_Texto apresentado:_
══════════
Entre os dias 3 e 28 de outubro de 2018, decorreu no Vaticano a 15.ª Assembleia Geral Ordinária do Sínodo dos Bispos, sobre o tema “Os jovens, a fé e o discernimento vocacional”. Esta sessão foi marcada pela participação inédita de mais de 30 jovens dos cinco continentes, chamados a juntarem-se a cerca de 400 bispos, religiosos e outros convidados para debater a relação entre as comunidades católicas e as novas gerações.
Passamos a resumir algumas das principais notas de reportagem elaboradas pelos jornalistas Octávio Carmo e Ricardo Perna, enviados a Roma numa parceria da Agência Ecclesia, Família Cristã, Flor de Lis, Rádio Renascença e Voz da Verdade, com o apoio da Fundação Ajuda à Igreja que Sofre.
Abaixo, publicamos também a “Carta aos Jovens” escrita pelos Padres Sinodais no final desta jornada e um artigo do P. Eduardo Caseiro sobre o horizonte futuro da pastoral juvenil.
Luís Miguel Ferraz
“Mudar o rosto da Igreja”
O Documento Final do Sínodo foi aprovado pelos 249 participantes que tinham direito a voto. Com 12 capítulos e 167 parágrafos, dividido em três partes, o documento vai beber a forma do instrumento de trabalho, o que traduz desde logo uma vontade dos padres sinodais em seguir o método de acolher os contributos que os jovens deram no pré-sínodo e no questionário online. Em causa, realçam os padres sinodais, está a necessidade de preparar adequadamente “leigos, homens e mulheres, capazes de acompanhar as jovens gerações”, que, perante fenómenos como a globalização e a secularização, se movem numa direção de “redescoberta de Deus e da espiritualidade”.
É um documento essencialmente pastoral, que não aborda qualquer tipo de questões teológicas, mas que não estabelece normas e práticas claras, o que parece ir contra as pretensões dos jovens, que pretendiam que a Igreja delineasse estratégias. Apesar disso, o ponto 3 do documento aponta para uma “fase de aplicação”, o que vai no sentido do “Motu Proprio” do Papa sobre o Sínodo, publicado pouco tempo antes de esta reunião ter tido início, e que indica a criação de um momento pós-sínodo, do qual ainda nada se sabe. Houve quem falasse também na necessidade de realizar sínodos locais, nas dioceses, reunindo a juventude, os agentes pastorais e o clero, mas não saíram indicações precisas sobre o que poderá ser feito em cada local.
Ao contrário do que aconteceu no último sínodo sobre a família, em que alguns pontos foram rejeitados (embora igualmente publicados, por indicação do Papa Francisco), todos os itens deste documento foram aprovados, embora alguns com curta margem dos 2/3 necessários.
══════════
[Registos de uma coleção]
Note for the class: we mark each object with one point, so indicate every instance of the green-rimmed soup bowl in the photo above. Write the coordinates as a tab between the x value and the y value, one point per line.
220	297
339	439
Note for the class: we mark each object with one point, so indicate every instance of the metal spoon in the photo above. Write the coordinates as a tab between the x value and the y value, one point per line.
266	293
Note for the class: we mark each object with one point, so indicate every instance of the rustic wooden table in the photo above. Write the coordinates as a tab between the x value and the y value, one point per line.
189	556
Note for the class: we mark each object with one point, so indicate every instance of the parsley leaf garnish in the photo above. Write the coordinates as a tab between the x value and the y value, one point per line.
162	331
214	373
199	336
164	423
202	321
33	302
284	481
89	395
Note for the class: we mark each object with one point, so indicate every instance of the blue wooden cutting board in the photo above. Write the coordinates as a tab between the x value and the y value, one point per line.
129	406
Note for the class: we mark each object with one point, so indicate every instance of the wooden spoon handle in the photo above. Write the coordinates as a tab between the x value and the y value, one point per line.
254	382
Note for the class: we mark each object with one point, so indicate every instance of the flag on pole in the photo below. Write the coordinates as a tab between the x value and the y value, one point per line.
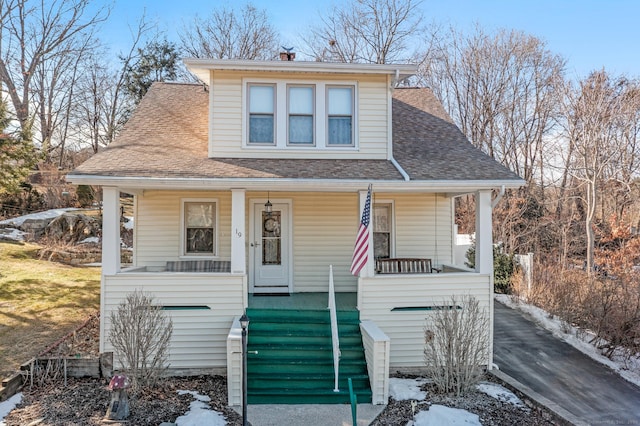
361	248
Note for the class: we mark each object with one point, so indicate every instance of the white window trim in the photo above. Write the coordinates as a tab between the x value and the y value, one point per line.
353	116
392	237
281	115
247	112
183	228
313	116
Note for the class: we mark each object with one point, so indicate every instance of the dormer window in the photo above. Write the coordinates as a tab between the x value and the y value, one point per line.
262	122
301	105
340	116
300	115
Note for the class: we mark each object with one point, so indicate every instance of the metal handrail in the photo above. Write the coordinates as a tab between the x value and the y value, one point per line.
334	330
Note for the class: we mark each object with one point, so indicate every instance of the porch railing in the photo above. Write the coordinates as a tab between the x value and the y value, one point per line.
334	330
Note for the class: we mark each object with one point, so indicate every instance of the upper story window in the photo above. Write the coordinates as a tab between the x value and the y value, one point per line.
303	114
199	220
340	116
382	230
262	118
301	106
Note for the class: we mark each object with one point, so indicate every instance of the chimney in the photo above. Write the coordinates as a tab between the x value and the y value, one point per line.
287	55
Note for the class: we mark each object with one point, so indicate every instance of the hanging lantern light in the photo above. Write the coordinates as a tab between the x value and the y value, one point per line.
268	207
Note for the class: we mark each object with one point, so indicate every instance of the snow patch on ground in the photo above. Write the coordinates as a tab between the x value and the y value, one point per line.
12	234
48	214
628	369
406	389
200	413
7	406
439	415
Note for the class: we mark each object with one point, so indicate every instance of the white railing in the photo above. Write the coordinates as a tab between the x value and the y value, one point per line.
334	330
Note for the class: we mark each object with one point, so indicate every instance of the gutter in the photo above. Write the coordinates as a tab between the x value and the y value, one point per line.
281	184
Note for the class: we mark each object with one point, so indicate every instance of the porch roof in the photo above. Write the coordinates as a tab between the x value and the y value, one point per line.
167	139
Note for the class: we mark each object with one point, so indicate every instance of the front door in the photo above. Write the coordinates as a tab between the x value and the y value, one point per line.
270	249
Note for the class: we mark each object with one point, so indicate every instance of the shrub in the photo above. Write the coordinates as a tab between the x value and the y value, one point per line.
140	335
503	268
456	345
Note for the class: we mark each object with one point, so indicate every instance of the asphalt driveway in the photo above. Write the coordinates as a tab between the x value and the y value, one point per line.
585	388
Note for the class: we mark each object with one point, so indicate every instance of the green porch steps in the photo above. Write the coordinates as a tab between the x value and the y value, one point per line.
294	359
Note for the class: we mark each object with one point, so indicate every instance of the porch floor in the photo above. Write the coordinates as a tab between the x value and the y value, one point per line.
344	301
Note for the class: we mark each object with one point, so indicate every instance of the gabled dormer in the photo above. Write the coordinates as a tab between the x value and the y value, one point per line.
295	109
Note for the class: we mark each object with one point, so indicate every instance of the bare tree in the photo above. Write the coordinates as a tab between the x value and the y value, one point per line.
595	123
104	106
502	90
34	35
228	34
370	31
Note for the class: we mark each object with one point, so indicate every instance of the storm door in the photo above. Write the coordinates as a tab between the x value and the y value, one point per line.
270	249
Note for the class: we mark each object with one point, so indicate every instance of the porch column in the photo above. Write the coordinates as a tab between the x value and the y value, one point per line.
484	236
110	230
484	256
238	238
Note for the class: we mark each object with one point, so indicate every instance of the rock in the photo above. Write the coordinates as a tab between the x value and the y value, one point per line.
72	228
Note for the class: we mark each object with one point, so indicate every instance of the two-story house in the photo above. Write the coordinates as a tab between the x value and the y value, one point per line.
249	186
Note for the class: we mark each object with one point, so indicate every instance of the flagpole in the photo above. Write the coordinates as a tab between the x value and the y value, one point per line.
362	246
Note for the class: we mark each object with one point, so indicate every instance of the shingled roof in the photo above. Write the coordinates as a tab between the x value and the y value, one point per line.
167	137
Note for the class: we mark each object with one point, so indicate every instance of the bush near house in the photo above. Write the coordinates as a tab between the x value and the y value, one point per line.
503	267
456	342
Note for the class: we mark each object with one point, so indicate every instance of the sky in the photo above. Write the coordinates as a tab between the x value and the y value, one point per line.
589	34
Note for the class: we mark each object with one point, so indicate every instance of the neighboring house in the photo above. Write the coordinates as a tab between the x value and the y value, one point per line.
205	162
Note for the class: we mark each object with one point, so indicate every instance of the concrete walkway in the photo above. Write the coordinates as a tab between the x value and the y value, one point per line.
590	391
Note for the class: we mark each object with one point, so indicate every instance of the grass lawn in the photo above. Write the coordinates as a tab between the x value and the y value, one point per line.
40	302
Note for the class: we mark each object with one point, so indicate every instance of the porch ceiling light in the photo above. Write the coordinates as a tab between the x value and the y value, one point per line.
268	206
244	321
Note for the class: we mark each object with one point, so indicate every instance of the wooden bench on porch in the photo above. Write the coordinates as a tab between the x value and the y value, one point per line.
199	266
404	266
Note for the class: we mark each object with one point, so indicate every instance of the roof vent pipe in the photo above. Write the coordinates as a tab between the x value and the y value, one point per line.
287	55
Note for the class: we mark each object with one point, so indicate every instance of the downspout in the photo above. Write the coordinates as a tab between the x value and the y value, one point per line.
495	202
393	161
398	167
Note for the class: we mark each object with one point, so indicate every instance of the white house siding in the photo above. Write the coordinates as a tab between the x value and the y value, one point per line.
158	225
379	295
324	229
199	336
225	115
423	226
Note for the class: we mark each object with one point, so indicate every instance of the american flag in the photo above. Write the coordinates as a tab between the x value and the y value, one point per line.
361	248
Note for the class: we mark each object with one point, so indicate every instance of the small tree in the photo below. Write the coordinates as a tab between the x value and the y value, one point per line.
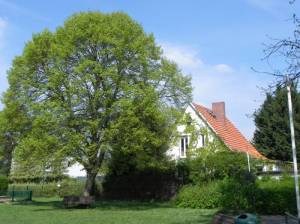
272	135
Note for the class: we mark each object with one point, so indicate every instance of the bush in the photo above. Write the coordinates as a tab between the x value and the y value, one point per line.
3	183
71	187
38	190
209	166
276	196
242	193
67	187
199	196
147	184
239	192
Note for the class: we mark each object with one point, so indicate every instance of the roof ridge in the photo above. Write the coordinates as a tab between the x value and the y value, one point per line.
228	132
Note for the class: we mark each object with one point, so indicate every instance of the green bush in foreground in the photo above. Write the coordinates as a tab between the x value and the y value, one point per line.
200	196
3	183
262	196
67	187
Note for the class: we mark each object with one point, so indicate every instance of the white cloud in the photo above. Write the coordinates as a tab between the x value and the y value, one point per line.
238	88
223	68
185	57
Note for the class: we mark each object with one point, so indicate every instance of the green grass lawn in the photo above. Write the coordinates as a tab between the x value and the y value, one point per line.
50	211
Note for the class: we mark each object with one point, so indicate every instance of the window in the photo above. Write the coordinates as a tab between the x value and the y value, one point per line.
184	146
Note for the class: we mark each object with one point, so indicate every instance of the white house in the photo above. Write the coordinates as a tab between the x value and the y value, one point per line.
217	125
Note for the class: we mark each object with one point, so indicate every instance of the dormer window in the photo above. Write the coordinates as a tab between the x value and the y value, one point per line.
184	143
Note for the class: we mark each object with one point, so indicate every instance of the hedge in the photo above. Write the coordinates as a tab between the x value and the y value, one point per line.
262	196
199	196
3	183
67	187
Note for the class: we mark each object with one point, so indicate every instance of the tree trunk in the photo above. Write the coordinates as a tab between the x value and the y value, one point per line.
89	188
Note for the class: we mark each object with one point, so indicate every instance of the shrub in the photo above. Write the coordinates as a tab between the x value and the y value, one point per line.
38	190
150	183
199	196
239	193
71	187
215	166
276	196
67	187
3	183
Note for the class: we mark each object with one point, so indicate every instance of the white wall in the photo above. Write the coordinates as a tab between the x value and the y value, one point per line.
174	151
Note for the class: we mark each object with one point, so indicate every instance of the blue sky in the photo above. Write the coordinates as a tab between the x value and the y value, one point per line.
216	42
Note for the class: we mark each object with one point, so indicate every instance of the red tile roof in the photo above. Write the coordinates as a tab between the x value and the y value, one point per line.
230	135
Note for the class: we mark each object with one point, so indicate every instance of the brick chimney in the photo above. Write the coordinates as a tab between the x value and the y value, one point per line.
218	109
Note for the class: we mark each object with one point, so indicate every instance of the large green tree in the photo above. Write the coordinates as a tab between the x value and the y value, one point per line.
97	84
272	135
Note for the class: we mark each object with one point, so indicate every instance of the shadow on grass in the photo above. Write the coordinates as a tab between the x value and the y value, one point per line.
46	205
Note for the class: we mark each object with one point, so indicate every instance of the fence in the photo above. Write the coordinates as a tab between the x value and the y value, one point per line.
18	195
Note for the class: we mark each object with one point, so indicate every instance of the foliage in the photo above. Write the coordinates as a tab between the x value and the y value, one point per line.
199	196
276	196
239	192
50	210
242	193
208	166
272	135
23	177
13	124
94	83
51	189
3	183
149	183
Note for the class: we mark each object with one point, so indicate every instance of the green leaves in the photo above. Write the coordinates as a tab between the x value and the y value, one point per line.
272	134
98	83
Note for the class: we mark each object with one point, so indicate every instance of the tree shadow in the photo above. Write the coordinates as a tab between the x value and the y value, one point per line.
100	205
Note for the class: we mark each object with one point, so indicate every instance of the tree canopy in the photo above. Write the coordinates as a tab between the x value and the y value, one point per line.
272	135
96	85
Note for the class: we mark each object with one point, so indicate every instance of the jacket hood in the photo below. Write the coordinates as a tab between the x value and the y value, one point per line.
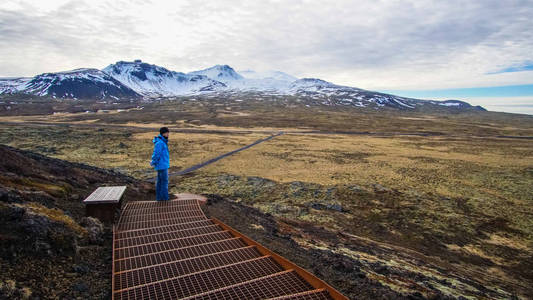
159	137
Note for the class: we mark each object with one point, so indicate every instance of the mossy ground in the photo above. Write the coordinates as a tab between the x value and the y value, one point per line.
462	194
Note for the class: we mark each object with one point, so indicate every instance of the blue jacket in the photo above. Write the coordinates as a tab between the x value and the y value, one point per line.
160	157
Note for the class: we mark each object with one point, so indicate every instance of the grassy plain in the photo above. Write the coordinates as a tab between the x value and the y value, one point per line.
454	187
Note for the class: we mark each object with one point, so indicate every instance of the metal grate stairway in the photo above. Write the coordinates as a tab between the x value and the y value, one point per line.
171	250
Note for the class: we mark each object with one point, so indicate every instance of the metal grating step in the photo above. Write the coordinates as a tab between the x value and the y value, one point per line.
155	230
318	294
184	211
182	267
170	250
172	244
198	283
177	254
142	205
165	236
282	283
162	216
158	223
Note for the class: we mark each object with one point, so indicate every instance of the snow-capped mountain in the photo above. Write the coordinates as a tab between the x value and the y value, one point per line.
275	75
221	73
78	83
152	80
138	79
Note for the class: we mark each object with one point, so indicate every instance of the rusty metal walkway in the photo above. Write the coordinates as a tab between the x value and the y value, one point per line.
171	250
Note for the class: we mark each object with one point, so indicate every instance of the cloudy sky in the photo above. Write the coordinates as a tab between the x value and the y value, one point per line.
380	45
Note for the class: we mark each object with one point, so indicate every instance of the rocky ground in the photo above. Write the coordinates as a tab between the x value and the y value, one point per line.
365	241
48	249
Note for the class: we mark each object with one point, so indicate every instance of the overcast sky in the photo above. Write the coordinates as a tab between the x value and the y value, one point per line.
379	45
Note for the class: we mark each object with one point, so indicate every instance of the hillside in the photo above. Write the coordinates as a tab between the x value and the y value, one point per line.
48	248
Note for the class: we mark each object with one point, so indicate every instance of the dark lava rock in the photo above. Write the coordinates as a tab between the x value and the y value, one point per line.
80	286
326	205
95	229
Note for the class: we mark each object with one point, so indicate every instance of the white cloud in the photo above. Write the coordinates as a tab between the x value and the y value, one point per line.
368	44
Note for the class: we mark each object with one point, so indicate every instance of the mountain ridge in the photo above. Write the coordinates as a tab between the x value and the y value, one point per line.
141	80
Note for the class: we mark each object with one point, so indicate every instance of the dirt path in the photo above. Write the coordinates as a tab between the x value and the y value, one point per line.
205	163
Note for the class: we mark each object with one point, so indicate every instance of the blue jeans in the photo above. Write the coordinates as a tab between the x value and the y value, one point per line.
161	186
══════════
_Tarefa escrita 1:_ Copie fielmente o trecho do texto sobre o Sínodo entre "Entre os dias" e "Igreja que Sofre.", inclusive.
_Tarefa escrita 2:_ Segundo o texto sobre o Sínodo, quantos participantes com direito a voto aprovaram o Documento Final?
Baseie-se apenas no texto sobre o Sínodo.

_Resposta do exercício 1:_
Entre os dias 3 e 28 de outubro de 2018, decorreu no Vaticano a 15.ª Assembleia Geral Ordinária do Sínodo dos Bispos, sobre o tema “Os jovens, a fé e o discernimento vocacional”. Esta sessão foi marcada pela participação inédita de mais de 30 jovens dos cinco continentes, chamados a juntarem-se a cerca de 400 bispos, religiosos e outros convidados para debater a relação entre as comunidades católicas e as novas gerações.
Passamos a resumir algumas das principais notas de reportagem elaboradas pelos jornalistas Octávio Carmo e Ricardo Perna, enviados a Roma numa parceria da Agência Ecclesia, Família Cristã, Flor de Lis, Rádio Renascença e Voz da Verdade, com o apoio da Fundação Ajuda à Igreja que Sofre.

_Resposta do exercício 2:_ 249 participantes.